Supplied records:
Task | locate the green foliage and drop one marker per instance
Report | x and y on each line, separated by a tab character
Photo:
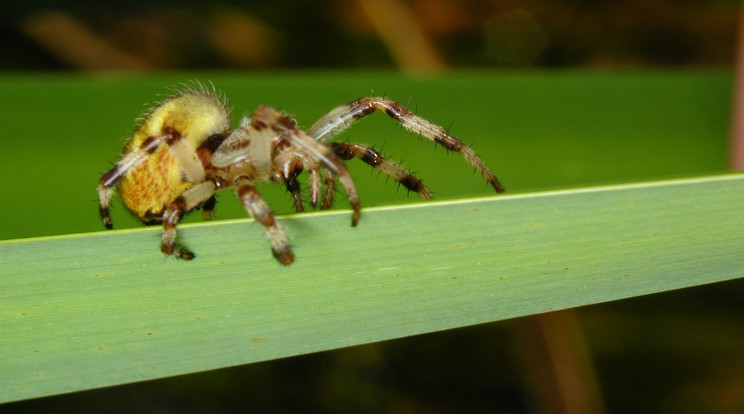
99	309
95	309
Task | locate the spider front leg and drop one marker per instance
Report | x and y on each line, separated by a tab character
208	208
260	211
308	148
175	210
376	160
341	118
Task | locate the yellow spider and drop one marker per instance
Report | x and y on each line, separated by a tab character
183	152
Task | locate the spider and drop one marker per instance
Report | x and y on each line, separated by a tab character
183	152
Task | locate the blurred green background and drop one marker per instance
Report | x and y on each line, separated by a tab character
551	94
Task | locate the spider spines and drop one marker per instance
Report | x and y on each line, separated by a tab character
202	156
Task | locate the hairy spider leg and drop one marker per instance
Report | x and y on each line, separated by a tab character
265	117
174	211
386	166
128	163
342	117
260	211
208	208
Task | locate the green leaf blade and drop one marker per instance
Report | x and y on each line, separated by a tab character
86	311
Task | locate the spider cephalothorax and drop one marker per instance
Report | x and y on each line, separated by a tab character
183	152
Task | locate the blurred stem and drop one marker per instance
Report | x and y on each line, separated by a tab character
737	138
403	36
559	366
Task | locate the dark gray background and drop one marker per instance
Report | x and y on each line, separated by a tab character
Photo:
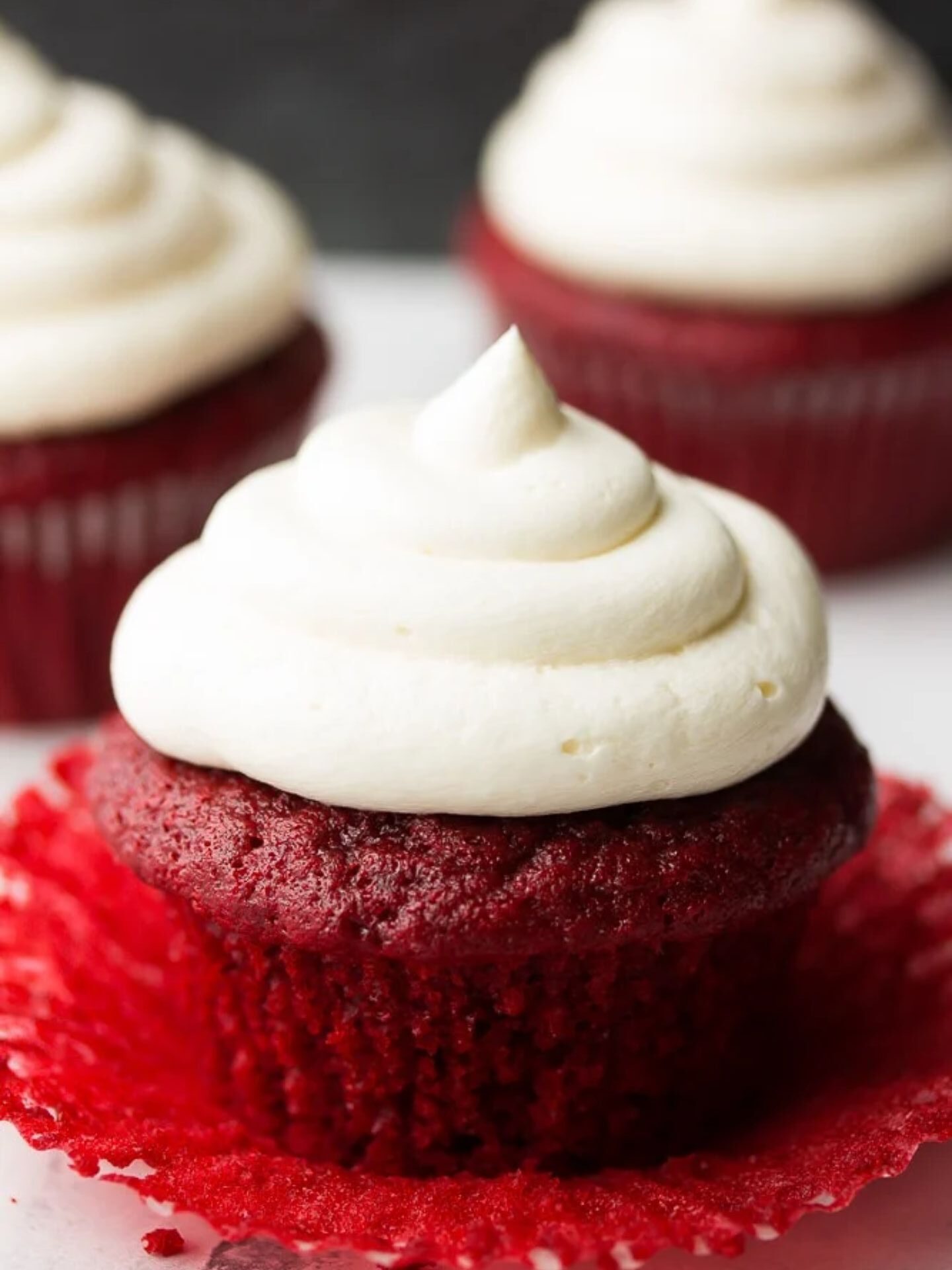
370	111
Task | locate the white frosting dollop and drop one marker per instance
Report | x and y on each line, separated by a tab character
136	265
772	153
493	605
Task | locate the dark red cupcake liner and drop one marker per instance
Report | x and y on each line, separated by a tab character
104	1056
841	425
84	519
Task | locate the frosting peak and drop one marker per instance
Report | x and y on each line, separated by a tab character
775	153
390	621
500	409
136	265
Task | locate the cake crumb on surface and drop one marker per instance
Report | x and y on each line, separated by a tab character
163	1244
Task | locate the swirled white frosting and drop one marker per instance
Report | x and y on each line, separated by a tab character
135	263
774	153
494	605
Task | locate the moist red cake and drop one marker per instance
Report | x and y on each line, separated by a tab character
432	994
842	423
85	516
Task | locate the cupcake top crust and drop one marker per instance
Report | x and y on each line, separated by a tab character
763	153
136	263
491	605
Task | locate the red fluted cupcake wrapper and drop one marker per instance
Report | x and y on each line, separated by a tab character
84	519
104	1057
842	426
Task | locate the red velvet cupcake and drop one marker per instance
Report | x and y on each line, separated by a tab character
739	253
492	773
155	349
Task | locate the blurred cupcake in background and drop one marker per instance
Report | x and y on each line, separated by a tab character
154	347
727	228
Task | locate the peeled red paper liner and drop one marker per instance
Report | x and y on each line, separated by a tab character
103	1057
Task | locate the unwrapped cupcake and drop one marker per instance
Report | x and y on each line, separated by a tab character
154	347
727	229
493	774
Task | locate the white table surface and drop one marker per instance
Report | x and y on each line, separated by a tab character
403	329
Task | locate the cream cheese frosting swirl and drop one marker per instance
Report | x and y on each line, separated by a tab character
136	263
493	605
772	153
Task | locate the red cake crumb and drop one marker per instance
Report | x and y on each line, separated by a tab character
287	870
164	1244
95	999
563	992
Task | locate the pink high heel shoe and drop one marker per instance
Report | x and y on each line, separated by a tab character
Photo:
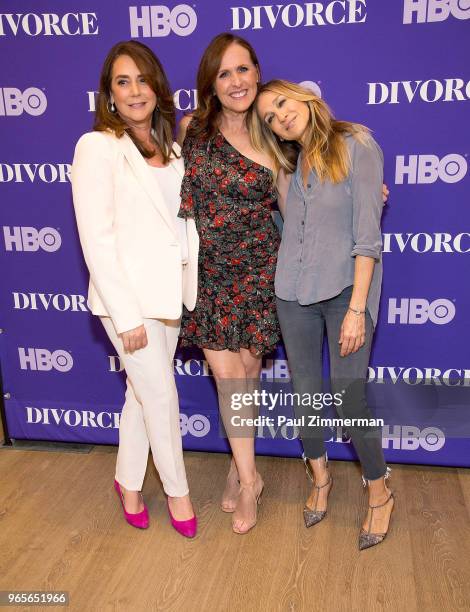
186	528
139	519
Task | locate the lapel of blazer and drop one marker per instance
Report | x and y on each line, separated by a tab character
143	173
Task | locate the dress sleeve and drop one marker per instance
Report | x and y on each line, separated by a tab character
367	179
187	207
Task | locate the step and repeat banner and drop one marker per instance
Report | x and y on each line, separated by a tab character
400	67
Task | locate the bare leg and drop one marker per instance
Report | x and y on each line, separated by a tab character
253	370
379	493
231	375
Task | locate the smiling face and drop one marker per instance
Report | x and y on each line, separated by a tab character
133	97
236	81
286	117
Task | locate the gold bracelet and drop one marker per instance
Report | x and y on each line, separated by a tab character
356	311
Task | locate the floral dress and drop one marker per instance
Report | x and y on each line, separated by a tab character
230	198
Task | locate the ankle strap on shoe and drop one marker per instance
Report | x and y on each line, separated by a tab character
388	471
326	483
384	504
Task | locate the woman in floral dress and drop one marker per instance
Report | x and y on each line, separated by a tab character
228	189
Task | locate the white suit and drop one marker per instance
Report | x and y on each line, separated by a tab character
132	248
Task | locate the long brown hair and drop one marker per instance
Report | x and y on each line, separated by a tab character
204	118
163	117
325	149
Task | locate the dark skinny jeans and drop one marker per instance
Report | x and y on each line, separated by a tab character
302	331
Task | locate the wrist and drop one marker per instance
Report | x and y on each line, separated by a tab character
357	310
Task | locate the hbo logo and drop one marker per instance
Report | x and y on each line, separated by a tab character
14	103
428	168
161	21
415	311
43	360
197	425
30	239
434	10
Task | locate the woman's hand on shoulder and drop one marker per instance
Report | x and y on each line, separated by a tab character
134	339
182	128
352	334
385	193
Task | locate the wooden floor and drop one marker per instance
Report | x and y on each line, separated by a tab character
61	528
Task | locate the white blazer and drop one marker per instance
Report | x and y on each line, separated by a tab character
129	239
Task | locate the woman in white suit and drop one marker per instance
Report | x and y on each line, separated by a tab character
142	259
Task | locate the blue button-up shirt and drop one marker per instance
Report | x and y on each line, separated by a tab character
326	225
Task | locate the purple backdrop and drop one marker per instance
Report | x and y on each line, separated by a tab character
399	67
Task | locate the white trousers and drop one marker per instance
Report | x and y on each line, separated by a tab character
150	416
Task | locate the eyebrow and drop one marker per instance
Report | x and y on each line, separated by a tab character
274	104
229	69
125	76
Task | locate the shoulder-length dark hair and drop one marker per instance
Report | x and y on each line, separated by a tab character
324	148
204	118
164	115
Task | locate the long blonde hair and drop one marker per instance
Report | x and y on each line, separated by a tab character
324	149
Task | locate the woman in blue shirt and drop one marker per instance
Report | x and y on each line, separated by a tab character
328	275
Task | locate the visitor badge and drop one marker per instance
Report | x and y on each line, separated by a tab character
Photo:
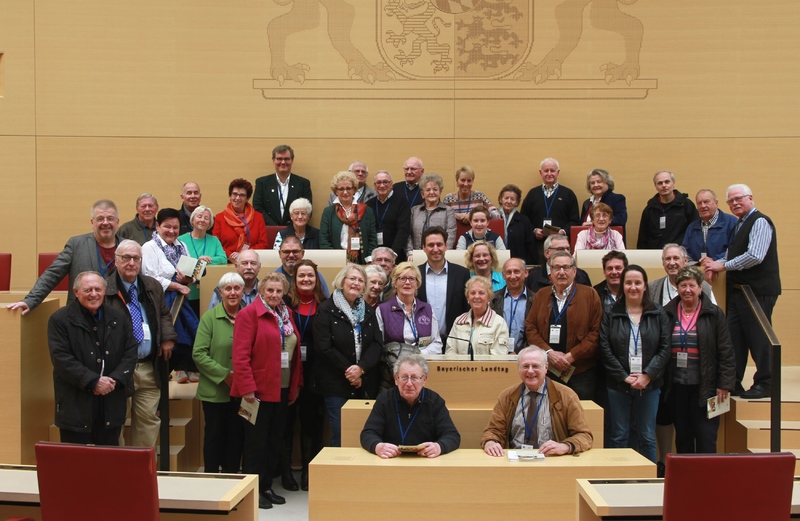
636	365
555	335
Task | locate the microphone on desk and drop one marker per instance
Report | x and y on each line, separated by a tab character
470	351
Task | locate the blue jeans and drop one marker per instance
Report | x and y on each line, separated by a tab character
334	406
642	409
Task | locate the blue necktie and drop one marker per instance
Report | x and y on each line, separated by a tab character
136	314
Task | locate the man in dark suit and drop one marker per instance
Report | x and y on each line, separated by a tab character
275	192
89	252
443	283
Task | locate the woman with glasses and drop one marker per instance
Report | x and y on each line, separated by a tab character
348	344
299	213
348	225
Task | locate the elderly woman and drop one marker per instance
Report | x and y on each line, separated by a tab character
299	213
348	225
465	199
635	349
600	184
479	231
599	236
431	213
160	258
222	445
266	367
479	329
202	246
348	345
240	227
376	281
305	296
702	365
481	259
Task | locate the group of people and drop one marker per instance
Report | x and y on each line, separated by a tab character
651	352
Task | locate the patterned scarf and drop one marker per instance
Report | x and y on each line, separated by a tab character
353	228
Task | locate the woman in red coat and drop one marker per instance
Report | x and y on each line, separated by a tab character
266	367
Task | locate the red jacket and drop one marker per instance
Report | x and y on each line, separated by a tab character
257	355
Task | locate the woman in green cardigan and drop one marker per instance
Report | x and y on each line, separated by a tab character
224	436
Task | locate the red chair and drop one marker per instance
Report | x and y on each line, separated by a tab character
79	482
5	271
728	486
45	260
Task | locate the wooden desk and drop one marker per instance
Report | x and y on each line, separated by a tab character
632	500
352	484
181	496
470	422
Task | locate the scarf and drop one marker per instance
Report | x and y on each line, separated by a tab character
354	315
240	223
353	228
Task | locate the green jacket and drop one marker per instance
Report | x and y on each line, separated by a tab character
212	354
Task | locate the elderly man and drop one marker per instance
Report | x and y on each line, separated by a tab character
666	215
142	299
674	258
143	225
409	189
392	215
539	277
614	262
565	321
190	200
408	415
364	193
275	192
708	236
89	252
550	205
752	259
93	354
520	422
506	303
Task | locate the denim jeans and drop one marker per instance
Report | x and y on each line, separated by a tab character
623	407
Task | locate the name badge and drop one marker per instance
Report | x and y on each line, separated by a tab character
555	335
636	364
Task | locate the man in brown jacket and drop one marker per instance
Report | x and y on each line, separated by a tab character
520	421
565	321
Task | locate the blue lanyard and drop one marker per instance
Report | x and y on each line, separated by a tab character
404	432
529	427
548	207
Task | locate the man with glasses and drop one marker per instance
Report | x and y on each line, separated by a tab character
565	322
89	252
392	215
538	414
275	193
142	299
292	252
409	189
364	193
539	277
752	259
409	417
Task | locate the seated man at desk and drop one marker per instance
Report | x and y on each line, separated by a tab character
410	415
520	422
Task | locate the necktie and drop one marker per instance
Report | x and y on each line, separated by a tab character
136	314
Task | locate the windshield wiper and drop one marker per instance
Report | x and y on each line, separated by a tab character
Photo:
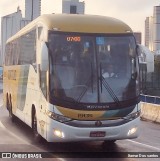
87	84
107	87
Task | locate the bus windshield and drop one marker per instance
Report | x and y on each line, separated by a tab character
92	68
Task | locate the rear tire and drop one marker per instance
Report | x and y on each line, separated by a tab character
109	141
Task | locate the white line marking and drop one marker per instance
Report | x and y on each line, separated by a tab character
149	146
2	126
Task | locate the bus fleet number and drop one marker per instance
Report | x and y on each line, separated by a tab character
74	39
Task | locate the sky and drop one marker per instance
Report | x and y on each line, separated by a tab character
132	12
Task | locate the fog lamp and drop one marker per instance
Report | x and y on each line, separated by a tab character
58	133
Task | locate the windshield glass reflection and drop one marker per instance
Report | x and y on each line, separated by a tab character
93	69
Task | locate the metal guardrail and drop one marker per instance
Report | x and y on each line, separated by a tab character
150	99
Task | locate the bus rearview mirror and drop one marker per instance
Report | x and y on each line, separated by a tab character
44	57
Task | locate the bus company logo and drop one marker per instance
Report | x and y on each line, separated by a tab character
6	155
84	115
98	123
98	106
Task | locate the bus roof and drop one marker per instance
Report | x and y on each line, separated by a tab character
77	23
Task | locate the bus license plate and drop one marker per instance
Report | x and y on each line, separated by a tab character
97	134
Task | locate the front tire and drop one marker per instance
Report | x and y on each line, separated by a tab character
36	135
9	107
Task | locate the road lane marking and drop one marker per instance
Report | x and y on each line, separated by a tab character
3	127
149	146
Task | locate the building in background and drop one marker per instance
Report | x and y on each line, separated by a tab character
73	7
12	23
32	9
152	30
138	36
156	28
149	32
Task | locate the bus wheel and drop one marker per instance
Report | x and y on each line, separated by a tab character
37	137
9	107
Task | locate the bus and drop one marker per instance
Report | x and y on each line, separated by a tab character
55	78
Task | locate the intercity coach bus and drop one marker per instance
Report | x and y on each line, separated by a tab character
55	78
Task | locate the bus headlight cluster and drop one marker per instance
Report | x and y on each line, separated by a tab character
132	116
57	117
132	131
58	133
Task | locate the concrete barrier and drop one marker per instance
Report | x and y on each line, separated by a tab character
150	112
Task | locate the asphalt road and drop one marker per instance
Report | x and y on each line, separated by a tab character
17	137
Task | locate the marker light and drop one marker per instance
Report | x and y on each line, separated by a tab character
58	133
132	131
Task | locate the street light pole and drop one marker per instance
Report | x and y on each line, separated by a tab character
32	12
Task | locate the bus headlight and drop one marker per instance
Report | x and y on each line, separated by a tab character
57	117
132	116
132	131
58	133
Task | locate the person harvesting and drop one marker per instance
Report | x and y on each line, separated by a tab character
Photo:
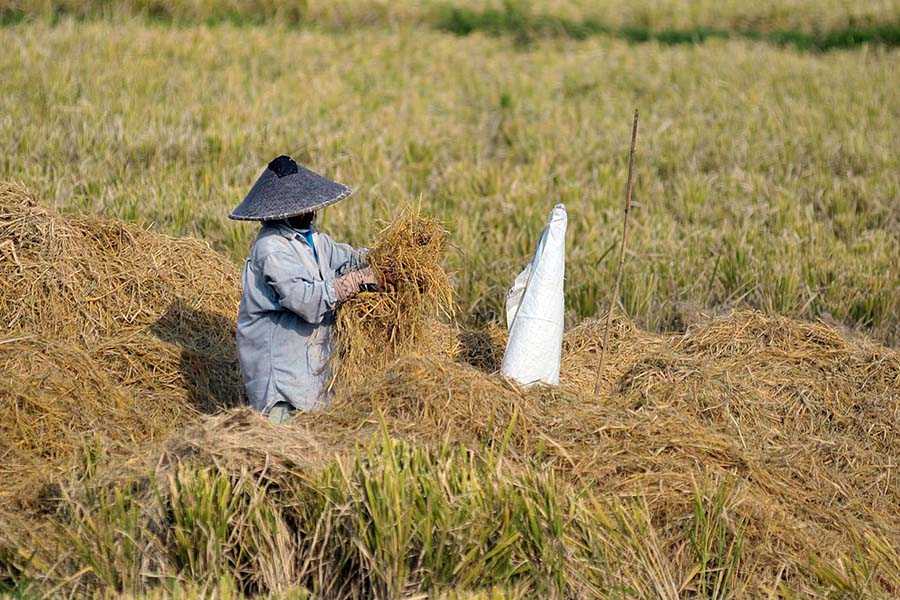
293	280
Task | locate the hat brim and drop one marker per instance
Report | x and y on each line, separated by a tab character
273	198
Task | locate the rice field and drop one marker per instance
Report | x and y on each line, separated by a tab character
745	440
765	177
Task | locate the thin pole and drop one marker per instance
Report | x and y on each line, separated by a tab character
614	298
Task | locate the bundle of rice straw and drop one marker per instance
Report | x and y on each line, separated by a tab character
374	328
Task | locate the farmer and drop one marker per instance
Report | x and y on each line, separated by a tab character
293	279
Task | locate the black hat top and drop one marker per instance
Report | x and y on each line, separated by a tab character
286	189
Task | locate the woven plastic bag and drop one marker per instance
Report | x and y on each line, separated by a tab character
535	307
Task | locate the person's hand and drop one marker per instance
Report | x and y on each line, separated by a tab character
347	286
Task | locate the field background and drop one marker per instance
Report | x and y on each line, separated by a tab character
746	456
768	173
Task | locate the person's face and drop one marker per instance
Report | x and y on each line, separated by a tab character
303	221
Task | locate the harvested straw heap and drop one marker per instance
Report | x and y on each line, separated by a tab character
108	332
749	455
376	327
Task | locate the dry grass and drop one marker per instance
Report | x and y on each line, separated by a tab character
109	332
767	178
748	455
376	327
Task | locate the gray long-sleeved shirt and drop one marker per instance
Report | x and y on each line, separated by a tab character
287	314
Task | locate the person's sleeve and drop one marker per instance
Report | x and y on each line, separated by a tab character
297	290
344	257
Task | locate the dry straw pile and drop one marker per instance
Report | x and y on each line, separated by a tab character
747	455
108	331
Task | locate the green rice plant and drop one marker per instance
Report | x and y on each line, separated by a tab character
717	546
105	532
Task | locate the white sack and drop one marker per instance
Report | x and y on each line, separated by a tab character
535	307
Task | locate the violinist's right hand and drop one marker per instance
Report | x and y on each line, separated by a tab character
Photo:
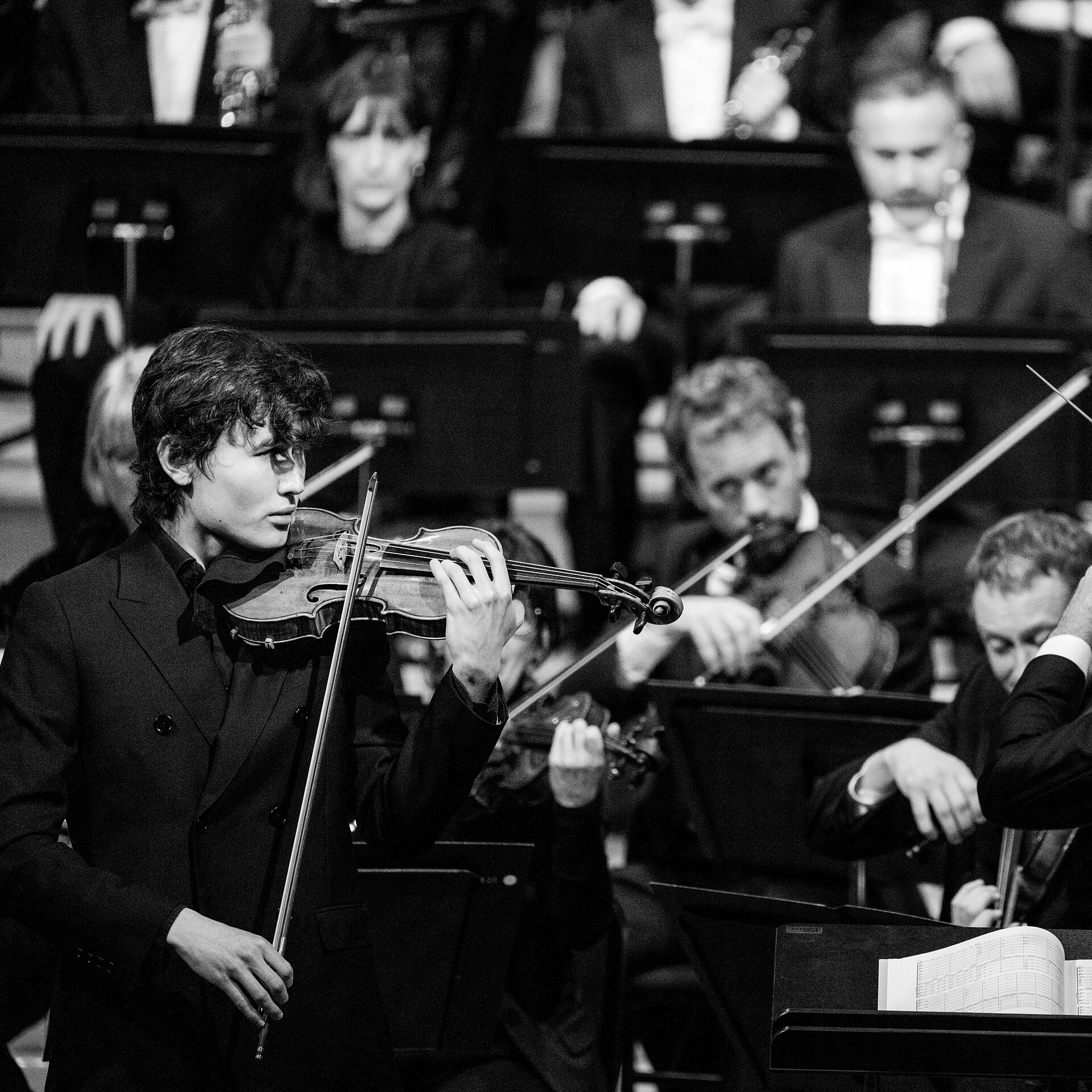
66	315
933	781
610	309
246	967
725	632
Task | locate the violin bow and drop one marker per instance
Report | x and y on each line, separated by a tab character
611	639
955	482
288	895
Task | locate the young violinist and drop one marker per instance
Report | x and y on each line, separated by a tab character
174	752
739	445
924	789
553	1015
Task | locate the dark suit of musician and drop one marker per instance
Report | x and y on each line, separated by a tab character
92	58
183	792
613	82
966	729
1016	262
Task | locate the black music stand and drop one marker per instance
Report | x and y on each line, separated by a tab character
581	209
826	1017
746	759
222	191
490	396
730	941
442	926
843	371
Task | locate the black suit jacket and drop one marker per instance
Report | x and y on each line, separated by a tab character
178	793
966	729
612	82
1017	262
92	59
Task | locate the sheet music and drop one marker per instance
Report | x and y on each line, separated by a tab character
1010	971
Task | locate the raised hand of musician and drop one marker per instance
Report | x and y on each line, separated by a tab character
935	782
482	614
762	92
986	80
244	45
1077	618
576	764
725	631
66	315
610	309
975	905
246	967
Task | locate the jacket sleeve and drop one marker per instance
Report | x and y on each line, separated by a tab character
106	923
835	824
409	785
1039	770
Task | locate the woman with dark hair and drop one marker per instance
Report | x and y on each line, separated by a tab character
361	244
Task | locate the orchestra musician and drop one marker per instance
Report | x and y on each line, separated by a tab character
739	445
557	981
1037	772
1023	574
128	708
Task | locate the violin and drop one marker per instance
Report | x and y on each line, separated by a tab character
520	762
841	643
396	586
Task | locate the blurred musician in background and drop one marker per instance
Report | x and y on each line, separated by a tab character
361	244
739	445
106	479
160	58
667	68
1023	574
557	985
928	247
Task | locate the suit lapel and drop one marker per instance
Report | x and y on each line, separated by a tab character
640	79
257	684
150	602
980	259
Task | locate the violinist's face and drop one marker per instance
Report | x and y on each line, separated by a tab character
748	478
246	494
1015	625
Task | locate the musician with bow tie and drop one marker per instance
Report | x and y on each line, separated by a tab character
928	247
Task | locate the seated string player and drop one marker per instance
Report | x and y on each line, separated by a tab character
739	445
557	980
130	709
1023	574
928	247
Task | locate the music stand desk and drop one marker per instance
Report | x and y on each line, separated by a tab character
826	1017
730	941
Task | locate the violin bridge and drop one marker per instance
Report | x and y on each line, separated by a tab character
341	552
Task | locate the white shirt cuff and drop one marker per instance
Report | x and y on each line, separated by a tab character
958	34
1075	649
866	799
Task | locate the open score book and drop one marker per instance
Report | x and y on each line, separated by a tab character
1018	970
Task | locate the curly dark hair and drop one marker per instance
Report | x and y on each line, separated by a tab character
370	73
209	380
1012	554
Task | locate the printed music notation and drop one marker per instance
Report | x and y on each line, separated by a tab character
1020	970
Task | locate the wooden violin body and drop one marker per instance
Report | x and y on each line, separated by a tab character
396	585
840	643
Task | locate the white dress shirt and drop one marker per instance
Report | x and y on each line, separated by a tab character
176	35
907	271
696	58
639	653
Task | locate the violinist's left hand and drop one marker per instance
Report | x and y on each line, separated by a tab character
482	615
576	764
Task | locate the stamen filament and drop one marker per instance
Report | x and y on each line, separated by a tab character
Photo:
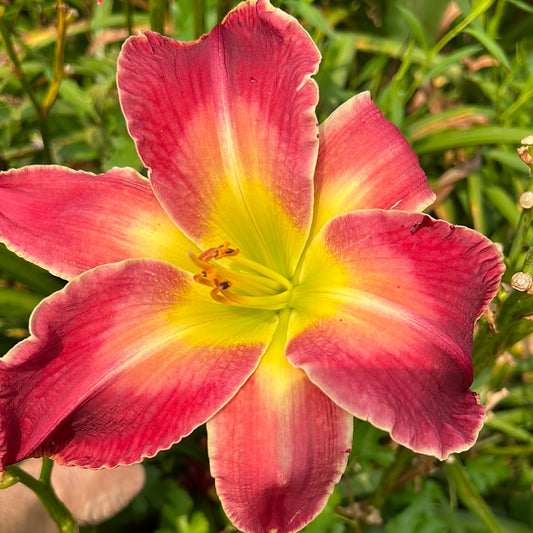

Problem details:
Skip the pictures; extract only the lines from the line with "Task | locate the seated string" through the final line of the material, exactly as they appear.

Full answer:
Task | locate the seated string player and drop one marker per instance
Report | x and y on each line, separated by a tab character
739	445
557	980
130	709
1023	574
928	247
Task | locate the music stand desk and drop one marker per instance
Report | x and y on each line, separated by a tab character
826	1017
730	941
Task | locate the violin bridge and drop one marker per instance
Report | x and y on each line, separated by a tab character
341	552
Task | locate the white shirt cuff and drop one marker per instance
Report | x and y on each line, separated by a tab character
958	34
1075	649
866	799
Task | locate the open score book and drop one marker per instance
Report | x and y on each line, separated by a tab character
1018	970
Task | locate the curly dark hair and drop one marker per instance
Report | x and y on each line, separated by a tab character
370	73
209	380
1012	554
Task | locate the printed music notation and drop one marker per instance
Report | x and y on each line, separated by a tab character
1020	970
Task | locate the wooden violin body and drop one marker per instance
Report | x and y on each line, separated by a tab character
396	585
840	643
Task | locate the white dress shirt and drop one marker per instance
Report | x and y on each line, separated by a tab character
176	35
907	271
696	58
639	653
Task | locate the violinist's left hand and drop one marker per instance
Report | x and y on each line, separated by a tab character
482	615
576	764
Task | locate the stamen filament and drop one marker per instance
Report | x and y on each line, separated by a tab character
Photo:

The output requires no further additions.